Today's readings are:
Ezekiel 2:1-5
Psalm 123
2 Corinthians 12:2-10
Mark 6:1-13
Readings may be found at https://www.lectionarypage.net/YearB_RCL/Pentecost/BProp9_RCL.html
Transcript:
Please join me in a spirit of prayer.
Oh God, we thank you for that amazing grace that brings us home. We give you thanks that your grace makes us whole, and finds us when we most need to be found. In Christ's name we pray. Amen.
Please be seated.
Good morning! Later in the service we're going to sing the hymn "America the Beautiful." I know, not everyone is comfortable with singing a national hymn in church. I respect that discomfort. I have felt it myself. But this hymn was actually written in an Episcopal church. In fact, the church where Tyrone used to work in Newark, New Jersey, Grace Church Newark. Was it the music director who wrote it?
[Director of Music, Tyrone Whiting]: Correct.
[The Rev. Jarrett Kerbel]: All right, so Tyrone should know this hymn well. And a close look at the words may address some concerns. The whole hymn is a plea for God's grace to be bestowed on our nation, and we know that the grace is God's free gift to us, and it's unearned undeserved, and not something we're entitled to by special exceptional status or achievement. And then in verse 2, we sing this really moving line that I'm not sure everybody knows is in the hymn "America, America."
"God mend thine every flaw." This really sells the hymn to me, "God mend thine every flaw." The hymn is confessional. It contains a confession. It contains an awareness of our own imperfections.

- _Stored items from a collection_
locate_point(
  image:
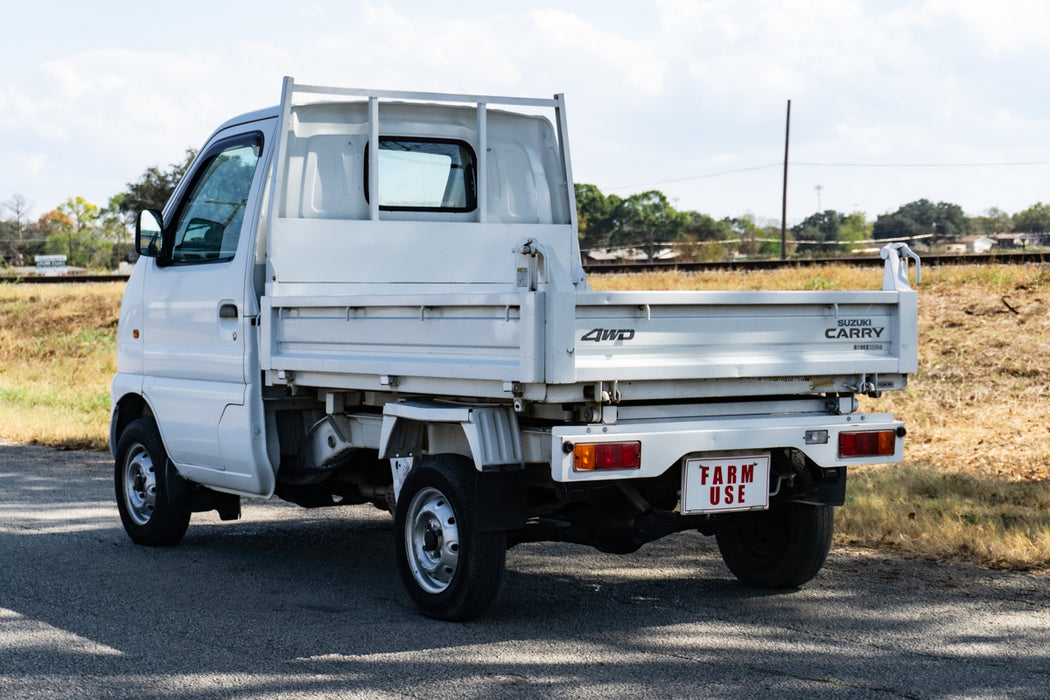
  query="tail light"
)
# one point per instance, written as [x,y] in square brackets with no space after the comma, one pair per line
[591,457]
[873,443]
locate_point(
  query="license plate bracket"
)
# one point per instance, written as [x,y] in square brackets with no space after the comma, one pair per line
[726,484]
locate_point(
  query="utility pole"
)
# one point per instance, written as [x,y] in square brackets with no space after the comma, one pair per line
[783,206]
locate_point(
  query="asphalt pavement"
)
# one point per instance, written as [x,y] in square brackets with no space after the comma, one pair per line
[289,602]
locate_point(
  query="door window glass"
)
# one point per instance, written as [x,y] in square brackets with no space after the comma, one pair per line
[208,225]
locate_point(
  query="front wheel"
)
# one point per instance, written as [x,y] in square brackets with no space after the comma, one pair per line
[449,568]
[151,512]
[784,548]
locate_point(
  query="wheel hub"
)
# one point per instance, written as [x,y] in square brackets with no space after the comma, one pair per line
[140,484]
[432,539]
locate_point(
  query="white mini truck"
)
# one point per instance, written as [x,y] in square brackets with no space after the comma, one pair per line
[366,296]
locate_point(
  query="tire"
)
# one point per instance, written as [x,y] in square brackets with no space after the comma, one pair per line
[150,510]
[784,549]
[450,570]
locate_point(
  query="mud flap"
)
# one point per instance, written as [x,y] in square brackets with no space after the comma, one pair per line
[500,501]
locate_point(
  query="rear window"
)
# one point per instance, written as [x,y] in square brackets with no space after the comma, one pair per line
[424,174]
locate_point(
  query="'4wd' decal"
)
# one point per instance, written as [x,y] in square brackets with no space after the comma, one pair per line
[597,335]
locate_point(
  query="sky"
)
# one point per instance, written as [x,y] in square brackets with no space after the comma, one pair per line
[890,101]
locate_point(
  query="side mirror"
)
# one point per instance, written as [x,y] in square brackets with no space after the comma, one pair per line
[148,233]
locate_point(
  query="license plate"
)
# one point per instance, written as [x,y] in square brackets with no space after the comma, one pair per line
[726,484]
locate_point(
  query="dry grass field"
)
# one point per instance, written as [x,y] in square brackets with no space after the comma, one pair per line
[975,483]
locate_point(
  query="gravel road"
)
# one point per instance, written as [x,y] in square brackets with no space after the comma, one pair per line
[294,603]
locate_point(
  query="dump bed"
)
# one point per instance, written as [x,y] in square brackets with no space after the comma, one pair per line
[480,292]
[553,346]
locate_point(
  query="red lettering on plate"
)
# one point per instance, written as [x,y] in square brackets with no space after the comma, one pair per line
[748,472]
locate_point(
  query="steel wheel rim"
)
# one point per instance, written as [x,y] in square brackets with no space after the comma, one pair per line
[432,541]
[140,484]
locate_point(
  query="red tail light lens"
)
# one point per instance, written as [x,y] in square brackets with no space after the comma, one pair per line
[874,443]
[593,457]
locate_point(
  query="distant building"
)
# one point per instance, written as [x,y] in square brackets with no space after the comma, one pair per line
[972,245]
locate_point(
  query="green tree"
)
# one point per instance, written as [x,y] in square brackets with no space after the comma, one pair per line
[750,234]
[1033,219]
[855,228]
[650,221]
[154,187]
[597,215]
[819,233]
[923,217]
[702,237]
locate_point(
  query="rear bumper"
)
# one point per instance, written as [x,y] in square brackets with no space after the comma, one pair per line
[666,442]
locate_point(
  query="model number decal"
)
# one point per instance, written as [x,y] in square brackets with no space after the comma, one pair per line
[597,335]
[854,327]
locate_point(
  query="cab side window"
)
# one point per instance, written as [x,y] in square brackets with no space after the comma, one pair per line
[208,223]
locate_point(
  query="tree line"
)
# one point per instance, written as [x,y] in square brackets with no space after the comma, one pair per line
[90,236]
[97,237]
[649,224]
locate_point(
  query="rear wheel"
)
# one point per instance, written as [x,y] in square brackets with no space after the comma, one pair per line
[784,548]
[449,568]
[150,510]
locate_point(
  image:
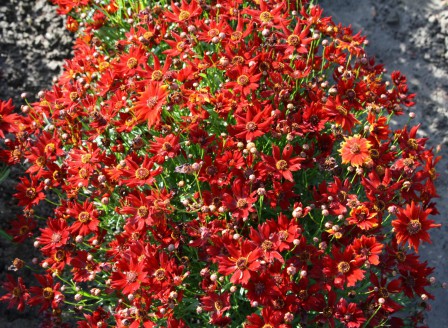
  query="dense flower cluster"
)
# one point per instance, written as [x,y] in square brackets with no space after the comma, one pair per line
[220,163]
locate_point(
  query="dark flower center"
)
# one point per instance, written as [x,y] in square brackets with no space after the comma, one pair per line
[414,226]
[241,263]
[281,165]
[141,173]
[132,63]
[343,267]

- _Job 1_
According to the sermon transcript, why does the line "God mend thine every flaw" make the speaker favor the hymn? Answer in one to three sentences.
- _Job 2_
Continue the sermon transcript from the point where it stops.

- _Task output 1_
The line makes the hymn confessional. It contains a confession and shows an awareness of our own imperfections.

- _Task output 2_
I don't know about you, but I can feel safe and I can feel more comfortable in a world of ideas, or a system that contains the seeds of its own self-correction and repentance, that has confession as part of its method, a tradition that contains the resources for its own accountability and critique. Our scripture, in fact the whole history of Israel leading up to and including Jesus, contains its own system of self-correction, as evidenced in Ezekiel, the Gospel, and Paul this morning, and it's one reason I trust our faith tradition.
To balance out "America the Beautiful" at the end of the service, we're also going to sing one of my favorite hymns from the UCC hymnal, and I thank my wife for this. I'm pointing up. She's alive, don't worry, she's in Maine. That means she's in Maine. Um, this great hymn by Sibelius, "this is my song, O God of all the nations, this is my song, O God of all the nations." And it reminds us of how people everywhere love their country just like we love ours. They love the blue sky of their countries just as much as we love the blue sky like we have today in ours. And that's how I see this day for me. Our love of country is simply an extension of Jesus's command to love all of our neighbors near and far. It's just when we love a country, it's loving our neighbors in the collective or in the aggregate sense. The question of singing a national hymn or not, balancing it with another hymn or not, reveals a telling ambivalence that we struggle with on this day. I know some won't use the language of love in reference to our country.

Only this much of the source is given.